- _Text section_
Bank funding costs rise

Bank funding costs rise

Vacuum cleaner, cash on the floor

At the same time as hopes for world growth have deteriorated in recent weeks optimism about the speed with which inflation rates will come down has deteriorated. The outcome has been a decent hike in wholesale borrowing costs in the United States and that has flowed through to higher bank borrowing rates here as well.

The cost to NZ banks for instance of borrowing at a two year fixed rate to lend fixed for two years has risen to near 4.3% from 3.8% a month ago.

So what’s happening around the world?

The worsening global growth outlook reflects extra upward pressure on energy prices in the UK and Europe as a result of Russia all but entirely stopping flows of gas through its westward pipelines as part of its war effort. In addition, at the moment over 60 cities in China are in full or partial lockdown as China continues to pursue a covid eradication strategy rather than roll out modern and effective (Western) vaccinations.

China’s deepening woes are accentuated by growing weakness in the housing market as people refuse to service their mortgages on properties not yet finished and cease ordering new apartments as they see prices falling.

In the United States the picture is somewhat better with recent data releases being slightly stronger than expected. But Federal Reserve officials have made it clear that if necessary they will cause a recession if that is what is needed to ensure inflation is comfortably on track back towards 2%.

There are a great number of highly uncertain factors in place and no-one should feel any great certainty about what interest rates will do and how quickly they will do it in the coming year. But at least here in New Zealand we do not have the extra upward pressure on inflation coming from soaring electricity bills in some countries. Our grid mainly carries electricity from renewable sources, not gas and coal.

The chances remain strong that our central bank will lift its official cash rate from the current 3% towards 4%

And that will cause a 1% rise in floating mortgage rates. But as previously noted bank borrowing costs for lending at fixed rates reflect expectations for where the official cash rate is headed not where it is now, and those expectations have been locked into the rate reaching at least 4% for some time.

- _Parts of the exercise_
**A.** In the article on bank funding costs, why does New Zealand avoid the extra upward pressure on inflation that soaring electricity bills cause in some countries? Answer in one to three sentences.
**B.** Carry on the article on bank funding costs from its last sentence.

- _Supplied data_
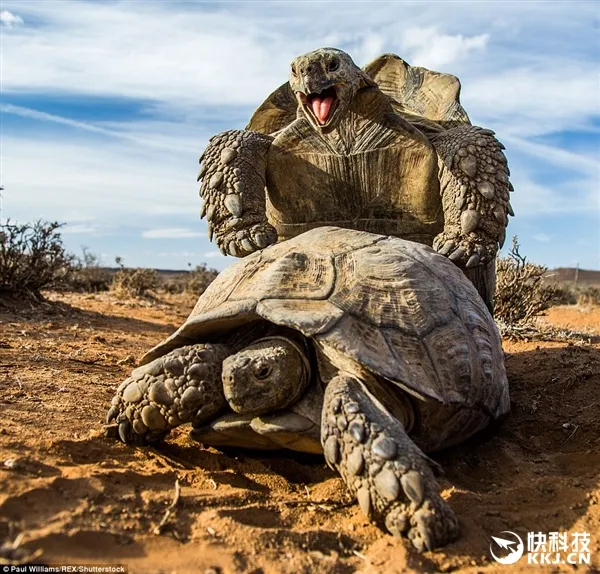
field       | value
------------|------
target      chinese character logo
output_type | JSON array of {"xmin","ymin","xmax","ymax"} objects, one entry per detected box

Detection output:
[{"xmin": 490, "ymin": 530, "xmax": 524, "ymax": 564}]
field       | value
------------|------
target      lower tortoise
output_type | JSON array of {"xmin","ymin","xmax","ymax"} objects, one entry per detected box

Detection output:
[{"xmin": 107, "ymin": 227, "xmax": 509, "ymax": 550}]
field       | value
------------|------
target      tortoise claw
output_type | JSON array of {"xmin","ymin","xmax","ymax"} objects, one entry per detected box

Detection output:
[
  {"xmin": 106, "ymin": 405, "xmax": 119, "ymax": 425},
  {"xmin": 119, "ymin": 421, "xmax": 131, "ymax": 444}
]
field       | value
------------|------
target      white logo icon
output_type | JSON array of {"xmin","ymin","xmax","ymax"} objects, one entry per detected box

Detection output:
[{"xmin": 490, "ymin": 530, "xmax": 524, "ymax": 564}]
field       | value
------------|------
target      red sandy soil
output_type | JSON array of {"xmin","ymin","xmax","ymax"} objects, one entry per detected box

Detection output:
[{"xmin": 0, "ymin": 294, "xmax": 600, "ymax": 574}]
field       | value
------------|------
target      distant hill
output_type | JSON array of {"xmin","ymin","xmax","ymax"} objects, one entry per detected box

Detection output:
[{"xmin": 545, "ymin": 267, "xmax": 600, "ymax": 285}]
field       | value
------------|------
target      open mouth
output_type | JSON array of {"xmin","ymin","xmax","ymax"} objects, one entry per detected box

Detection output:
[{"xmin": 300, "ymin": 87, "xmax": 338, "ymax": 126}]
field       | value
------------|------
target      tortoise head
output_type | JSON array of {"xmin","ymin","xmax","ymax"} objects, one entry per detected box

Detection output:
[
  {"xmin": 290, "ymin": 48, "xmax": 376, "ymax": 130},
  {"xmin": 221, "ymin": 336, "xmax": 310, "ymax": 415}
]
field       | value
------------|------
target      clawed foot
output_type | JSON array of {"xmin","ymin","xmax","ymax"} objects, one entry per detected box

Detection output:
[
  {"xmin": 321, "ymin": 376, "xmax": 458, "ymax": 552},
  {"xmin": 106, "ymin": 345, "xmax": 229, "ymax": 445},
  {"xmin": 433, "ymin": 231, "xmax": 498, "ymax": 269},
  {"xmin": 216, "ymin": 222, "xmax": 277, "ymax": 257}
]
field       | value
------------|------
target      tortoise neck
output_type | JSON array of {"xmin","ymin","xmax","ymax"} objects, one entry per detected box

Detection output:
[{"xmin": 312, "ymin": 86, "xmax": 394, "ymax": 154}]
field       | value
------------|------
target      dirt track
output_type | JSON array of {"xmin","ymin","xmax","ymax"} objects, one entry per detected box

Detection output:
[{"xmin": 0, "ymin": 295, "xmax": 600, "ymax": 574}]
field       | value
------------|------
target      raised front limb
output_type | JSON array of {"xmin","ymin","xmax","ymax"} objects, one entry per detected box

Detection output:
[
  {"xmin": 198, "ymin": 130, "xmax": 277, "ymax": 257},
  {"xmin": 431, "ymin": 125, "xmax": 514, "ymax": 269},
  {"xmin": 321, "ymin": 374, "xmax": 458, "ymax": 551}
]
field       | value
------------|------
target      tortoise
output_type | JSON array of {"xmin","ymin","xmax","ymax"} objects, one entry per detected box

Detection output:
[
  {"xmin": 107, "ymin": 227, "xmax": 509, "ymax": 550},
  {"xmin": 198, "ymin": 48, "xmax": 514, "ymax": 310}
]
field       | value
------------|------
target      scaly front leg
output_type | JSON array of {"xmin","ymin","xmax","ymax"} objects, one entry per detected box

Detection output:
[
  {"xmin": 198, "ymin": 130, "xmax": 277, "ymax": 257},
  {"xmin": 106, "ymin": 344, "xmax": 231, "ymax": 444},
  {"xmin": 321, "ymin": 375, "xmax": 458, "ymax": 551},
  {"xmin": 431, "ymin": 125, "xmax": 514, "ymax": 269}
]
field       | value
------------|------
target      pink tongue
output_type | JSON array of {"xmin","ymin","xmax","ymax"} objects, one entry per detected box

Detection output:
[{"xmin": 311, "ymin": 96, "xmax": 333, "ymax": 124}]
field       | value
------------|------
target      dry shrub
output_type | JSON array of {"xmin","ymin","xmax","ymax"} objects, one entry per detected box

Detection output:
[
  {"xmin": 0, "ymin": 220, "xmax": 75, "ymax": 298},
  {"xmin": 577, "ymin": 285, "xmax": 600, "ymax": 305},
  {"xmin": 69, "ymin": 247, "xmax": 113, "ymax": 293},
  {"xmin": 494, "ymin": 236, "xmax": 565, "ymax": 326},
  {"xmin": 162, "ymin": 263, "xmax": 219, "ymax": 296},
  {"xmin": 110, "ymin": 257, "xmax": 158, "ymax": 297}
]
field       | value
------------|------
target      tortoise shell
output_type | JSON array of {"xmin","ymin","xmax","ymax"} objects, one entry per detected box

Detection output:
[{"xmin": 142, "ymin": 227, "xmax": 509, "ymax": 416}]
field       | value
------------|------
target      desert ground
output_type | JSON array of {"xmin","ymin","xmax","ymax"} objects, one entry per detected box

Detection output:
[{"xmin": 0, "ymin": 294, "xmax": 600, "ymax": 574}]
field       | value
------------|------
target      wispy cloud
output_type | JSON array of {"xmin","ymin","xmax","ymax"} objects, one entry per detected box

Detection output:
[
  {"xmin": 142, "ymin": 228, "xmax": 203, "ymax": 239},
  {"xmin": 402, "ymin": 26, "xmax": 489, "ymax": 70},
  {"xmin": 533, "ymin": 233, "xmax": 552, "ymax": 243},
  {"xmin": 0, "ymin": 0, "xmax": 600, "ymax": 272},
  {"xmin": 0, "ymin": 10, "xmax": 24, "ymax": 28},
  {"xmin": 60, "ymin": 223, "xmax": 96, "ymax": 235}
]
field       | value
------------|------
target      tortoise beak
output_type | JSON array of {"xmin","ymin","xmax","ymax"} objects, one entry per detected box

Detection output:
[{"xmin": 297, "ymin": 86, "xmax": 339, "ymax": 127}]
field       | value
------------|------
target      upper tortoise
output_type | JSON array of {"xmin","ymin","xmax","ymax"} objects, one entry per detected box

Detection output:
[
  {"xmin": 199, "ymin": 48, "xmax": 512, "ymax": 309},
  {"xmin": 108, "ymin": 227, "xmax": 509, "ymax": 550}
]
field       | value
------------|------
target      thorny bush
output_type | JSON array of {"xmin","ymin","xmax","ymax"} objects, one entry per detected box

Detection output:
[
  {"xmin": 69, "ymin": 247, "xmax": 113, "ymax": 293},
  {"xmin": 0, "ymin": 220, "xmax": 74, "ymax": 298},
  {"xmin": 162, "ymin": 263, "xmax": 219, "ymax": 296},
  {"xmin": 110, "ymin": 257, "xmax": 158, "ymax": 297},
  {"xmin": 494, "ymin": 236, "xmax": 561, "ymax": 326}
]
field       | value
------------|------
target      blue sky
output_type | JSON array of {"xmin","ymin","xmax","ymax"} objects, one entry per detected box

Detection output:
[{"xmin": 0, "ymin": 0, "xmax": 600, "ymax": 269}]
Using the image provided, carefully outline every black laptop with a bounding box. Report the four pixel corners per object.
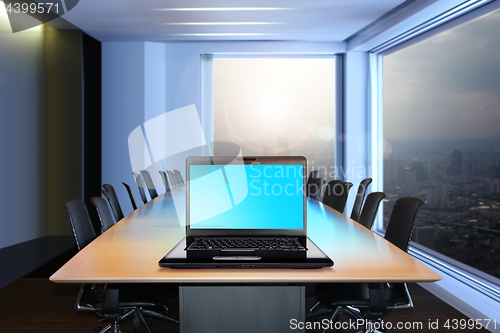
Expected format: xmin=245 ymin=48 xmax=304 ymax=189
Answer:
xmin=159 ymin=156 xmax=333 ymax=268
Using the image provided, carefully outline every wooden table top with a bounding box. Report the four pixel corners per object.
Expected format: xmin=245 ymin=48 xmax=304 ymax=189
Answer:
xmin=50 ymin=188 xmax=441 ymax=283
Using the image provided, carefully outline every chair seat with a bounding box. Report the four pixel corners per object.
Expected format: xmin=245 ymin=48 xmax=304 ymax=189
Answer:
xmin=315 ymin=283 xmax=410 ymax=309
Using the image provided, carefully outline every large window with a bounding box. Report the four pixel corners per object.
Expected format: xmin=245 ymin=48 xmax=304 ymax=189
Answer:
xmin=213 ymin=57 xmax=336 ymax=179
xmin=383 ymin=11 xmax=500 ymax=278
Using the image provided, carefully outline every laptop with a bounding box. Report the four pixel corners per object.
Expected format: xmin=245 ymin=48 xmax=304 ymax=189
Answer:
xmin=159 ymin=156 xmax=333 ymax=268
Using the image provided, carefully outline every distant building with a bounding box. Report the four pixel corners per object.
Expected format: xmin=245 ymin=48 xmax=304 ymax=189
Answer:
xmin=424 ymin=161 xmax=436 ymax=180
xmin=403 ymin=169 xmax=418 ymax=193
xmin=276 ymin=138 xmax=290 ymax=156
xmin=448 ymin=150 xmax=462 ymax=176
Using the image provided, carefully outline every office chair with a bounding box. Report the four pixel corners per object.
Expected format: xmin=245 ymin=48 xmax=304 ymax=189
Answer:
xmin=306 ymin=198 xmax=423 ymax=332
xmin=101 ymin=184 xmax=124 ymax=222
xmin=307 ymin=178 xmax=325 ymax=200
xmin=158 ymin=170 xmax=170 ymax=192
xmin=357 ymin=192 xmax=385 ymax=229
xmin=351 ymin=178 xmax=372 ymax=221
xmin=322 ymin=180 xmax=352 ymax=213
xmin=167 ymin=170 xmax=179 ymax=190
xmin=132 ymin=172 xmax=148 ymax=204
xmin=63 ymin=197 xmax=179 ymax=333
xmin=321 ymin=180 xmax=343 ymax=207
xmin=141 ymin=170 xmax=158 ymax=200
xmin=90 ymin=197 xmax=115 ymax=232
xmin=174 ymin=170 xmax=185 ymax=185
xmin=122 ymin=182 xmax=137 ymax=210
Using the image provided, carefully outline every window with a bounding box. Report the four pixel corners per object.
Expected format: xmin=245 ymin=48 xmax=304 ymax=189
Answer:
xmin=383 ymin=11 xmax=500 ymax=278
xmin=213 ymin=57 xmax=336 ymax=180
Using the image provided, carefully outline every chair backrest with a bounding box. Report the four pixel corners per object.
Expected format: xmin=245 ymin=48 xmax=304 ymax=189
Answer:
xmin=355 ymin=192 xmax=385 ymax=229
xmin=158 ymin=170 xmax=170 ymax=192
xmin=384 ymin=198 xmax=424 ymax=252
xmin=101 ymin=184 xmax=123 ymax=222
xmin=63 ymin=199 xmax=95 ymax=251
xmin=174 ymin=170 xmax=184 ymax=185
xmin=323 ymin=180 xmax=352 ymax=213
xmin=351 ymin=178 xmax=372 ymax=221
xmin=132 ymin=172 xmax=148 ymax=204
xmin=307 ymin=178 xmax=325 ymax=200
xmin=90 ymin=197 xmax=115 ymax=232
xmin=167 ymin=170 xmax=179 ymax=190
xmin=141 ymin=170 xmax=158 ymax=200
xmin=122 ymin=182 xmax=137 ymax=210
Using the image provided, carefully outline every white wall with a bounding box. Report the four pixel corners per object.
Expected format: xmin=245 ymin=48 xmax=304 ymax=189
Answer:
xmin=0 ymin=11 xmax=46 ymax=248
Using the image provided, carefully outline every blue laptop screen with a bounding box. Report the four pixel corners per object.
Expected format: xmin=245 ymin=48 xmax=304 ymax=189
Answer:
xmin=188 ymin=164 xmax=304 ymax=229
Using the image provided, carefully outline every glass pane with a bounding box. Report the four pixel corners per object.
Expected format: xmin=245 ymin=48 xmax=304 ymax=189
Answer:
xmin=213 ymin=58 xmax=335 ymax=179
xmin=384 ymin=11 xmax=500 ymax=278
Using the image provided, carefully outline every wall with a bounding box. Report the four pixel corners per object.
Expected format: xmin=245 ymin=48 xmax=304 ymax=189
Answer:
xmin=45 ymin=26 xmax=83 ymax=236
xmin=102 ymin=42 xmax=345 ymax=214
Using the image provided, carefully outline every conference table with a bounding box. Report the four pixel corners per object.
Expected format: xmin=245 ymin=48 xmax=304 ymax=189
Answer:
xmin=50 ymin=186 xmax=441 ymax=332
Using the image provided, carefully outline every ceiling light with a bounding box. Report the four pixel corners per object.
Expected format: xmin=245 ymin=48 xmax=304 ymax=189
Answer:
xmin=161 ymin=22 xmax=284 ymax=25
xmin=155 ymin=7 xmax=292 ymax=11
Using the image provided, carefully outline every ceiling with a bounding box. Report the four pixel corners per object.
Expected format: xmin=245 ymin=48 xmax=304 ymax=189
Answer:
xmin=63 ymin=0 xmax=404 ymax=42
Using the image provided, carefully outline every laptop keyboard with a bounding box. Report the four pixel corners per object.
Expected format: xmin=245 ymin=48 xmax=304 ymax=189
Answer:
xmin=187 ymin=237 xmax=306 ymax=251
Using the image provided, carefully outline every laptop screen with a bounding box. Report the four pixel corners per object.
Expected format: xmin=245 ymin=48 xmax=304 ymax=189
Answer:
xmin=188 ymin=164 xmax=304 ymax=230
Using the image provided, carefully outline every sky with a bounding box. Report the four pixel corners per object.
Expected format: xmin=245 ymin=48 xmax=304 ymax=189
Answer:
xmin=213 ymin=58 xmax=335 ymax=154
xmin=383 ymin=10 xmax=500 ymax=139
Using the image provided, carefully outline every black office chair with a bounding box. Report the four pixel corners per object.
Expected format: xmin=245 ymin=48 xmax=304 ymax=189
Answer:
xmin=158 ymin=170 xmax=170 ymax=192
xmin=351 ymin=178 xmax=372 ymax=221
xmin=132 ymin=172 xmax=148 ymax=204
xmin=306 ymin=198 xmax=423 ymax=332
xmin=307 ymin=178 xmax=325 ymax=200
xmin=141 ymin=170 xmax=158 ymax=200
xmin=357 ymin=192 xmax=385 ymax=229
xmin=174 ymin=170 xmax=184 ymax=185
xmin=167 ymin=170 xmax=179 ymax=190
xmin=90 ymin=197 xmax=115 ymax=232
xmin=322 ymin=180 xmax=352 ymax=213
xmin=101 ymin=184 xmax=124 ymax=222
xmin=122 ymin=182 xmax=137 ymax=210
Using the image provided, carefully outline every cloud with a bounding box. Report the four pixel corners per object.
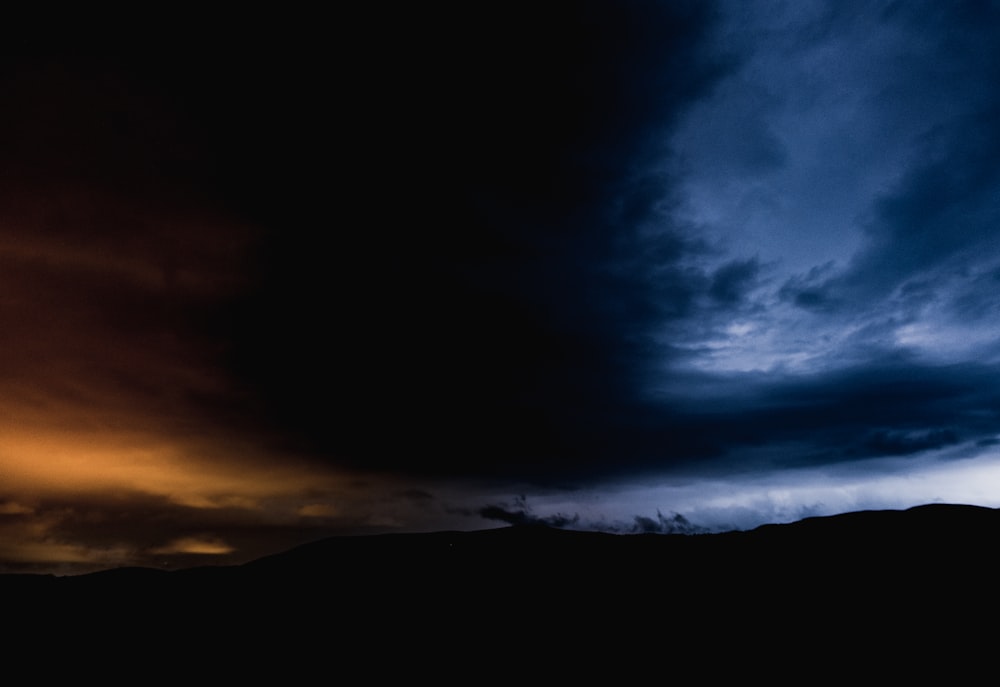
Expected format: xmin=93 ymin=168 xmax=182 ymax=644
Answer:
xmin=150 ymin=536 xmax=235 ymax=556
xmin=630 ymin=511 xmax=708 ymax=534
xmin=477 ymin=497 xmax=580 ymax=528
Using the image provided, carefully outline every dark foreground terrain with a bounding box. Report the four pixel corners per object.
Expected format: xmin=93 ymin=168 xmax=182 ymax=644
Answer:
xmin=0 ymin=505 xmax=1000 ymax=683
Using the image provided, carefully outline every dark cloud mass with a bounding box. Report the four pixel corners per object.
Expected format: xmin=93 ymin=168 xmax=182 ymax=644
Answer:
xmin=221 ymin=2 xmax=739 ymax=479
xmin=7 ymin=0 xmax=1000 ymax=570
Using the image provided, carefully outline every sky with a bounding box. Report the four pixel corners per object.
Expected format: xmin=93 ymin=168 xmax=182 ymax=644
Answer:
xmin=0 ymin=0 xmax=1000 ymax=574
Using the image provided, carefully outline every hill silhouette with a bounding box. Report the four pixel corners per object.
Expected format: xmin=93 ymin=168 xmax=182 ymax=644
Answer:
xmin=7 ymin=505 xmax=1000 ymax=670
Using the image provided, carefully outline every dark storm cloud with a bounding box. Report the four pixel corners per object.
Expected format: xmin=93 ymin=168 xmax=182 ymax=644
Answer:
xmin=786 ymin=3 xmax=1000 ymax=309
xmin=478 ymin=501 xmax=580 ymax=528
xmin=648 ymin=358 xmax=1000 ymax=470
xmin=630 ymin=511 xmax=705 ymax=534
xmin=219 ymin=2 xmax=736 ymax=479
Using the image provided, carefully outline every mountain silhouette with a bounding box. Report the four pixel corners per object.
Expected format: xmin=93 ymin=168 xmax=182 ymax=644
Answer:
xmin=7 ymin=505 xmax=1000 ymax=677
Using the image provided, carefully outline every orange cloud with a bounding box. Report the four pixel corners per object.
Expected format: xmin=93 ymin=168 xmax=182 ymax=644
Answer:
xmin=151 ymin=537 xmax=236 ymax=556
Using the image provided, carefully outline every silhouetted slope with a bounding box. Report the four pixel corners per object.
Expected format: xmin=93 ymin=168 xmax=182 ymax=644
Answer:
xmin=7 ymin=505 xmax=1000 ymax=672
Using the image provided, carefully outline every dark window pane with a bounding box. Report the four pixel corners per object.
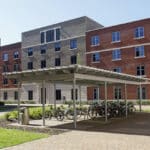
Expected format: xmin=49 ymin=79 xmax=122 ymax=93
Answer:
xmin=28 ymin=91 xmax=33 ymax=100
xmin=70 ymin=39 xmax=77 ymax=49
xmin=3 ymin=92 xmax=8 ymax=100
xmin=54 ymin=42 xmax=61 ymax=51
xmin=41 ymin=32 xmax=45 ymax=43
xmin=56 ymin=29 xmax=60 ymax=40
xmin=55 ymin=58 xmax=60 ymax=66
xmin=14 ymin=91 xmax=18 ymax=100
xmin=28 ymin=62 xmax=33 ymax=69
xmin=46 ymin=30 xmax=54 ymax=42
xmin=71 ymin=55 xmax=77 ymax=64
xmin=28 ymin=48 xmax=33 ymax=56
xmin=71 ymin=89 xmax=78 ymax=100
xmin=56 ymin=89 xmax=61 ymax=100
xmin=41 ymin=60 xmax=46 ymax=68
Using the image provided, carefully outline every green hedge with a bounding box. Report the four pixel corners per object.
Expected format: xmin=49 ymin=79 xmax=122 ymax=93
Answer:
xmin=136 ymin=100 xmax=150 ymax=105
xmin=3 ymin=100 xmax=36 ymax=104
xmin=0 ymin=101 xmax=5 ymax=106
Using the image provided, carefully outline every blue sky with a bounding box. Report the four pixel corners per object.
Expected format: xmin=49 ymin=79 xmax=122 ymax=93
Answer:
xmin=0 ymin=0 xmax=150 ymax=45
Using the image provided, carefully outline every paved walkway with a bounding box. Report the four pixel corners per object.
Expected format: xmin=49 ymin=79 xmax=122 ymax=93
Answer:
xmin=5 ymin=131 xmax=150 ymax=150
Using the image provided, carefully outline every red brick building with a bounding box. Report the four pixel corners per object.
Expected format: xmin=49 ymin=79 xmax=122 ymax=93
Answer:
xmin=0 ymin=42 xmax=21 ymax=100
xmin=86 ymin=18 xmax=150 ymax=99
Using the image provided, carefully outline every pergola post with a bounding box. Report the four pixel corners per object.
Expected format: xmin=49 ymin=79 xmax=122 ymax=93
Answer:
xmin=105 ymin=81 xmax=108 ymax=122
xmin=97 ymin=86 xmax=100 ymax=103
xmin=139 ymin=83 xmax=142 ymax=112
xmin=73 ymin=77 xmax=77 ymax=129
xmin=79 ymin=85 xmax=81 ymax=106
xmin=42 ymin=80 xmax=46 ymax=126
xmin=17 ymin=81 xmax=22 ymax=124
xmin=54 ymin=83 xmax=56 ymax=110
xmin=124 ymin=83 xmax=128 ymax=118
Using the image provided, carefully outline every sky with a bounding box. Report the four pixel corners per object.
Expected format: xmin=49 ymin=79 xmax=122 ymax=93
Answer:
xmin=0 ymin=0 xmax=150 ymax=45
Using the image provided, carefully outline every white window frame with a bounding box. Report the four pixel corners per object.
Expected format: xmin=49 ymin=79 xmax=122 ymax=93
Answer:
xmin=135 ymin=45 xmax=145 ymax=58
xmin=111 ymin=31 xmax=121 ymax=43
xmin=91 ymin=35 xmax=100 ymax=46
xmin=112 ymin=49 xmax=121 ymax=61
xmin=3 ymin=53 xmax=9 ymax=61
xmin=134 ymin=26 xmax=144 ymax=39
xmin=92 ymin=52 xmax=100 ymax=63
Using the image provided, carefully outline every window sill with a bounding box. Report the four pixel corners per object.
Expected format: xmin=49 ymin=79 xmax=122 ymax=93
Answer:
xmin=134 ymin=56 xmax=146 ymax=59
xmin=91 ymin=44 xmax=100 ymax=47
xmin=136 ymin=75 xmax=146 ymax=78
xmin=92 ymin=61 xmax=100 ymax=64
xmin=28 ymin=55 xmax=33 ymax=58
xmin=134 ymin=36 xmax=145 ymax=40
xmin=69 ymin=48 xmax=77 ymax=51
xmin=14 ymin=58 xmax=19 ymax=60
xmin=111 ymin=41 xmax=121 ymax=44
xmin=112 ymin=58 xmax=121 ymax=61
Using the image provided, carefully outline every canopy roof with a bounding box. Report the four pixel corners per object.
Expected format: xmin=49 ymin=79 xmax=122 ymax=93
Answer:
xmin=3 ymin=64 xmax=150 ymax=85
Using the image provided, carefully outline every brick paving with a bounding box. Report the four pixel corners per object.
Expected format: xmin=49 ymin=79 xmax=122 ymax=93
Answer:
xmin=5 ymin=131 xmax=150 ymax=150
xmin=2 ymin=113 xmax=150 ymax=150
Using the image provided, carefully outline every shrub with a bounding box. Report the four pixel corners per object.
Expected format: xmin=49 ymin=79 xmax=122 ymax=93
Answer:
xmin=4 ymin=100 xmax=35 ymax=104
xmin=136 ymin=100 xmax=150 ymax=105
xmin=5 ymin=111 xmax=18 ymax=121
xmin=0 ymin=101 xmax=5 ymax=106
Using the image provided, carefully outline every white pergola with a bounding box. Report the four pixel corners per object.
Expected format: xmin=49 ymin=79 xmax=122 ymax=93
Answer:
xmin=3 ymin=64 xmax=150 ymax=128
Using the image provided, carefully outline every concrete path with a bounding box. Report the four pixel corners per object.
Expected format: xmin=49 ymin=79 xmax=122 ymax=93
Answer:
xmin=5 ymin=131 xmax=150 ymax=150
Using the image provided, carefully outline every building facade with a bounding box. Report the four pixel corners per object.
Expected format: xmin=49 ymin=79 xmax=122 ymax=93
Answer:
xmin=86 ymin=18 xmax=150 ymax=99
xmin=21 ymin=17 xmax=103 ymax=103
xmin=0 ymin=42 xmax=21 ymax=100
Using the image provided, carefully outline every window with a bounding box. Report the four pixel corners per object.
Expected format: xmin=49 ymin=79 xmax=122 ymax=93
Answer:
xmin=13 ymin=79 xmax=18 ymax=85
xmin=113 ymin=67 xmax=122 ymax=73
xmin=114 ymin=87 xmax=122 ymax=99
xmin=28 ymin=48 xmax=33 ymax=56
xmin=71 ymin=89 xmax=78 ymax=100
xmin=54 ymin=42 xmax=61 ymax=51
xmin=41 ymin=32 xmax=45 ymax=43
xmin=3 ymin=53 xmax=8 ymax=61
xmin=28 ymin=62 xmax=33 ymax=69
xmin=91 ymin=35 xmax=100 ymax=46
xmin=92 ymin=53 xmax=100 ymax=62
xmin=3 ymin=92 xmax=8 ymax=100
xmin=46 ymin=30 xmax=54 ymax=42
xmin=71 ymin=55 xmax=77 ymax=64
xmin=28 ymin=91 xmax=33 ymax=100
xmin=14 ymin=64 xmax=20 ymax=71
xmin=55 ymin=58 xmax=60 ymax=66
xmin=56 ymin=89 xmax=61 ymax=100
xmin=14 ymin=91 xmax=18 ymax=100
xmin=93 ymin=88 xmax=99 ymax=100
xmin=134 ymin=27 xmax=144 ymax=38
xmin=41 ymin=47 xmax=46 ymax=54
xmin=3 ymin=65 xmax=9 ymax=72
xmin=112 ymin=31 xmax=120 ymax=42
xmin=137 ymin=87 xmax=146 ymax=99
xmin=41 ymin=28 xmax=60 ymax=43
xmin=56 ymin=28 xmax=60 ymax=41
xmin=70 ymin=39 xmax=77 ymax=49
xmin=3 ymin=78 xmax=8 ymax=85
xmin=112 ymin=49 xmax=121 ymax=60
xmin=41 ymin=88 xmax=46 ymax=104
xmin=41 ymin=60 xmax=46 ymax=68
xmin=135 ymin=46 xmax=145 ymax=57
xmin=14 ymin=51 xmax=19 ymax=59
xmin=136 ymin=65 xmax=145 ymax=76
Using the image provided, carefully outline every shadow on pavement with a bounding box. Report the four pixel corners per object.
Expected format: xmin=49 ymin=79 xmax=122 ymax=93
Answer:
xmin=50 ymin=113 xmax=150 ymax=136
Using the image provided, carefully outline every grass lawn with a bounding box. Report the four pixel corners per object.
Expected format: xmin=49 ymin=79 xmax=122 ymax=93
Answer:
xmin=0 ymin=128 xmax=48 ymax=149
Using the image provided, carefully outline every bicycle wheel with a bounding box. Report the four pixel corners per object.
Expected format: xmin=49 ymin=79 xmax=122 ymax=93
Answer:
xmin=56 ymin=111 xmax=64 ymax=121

- _Written responses_
**A.** New Zealand's grid mainly carries electricity from renewable sources rather than gas and coal. It is therefore spared the sharp energy price rises affecting places such as the UK and Europe, where Russia has nearly stopped gas flows through its westward pipelines.

**B.**
However, the markets have shifted away from pricing in a cut in the cash rate late next year with no cut now currently expected until late in 2024. That means scope for any further reductions in bank fixed mortgage rates in the near future are virtually zero. In fact, the pressure is for them to rise.

But banks are likely to accept compressed margins for some time

This is because of the intense competition for mortgage business, especially with regard to retaining existing customers who are facing refixing at twice the rates they locked in last year and are actively searching for the best rate on offer.

Banks are concentrating their competition at the one year time period and that means that less than a year from now banks are still likely to be accepting lowish margins to ensure they keep the overwhelming bulk of their clients as they yet again refix their interest rates.

Greater certainty is of course gained by fixing for a longer time period and the 0.4% jump from fixing one year to fixing two years is not all that much. For some borrowers having a portion of the debt fixed for two years may be a good and affordable idea. Making the additional jump to fixing three years at near 5.69% however is likely to be too big a call for most people – including myself if I were a borrower currently.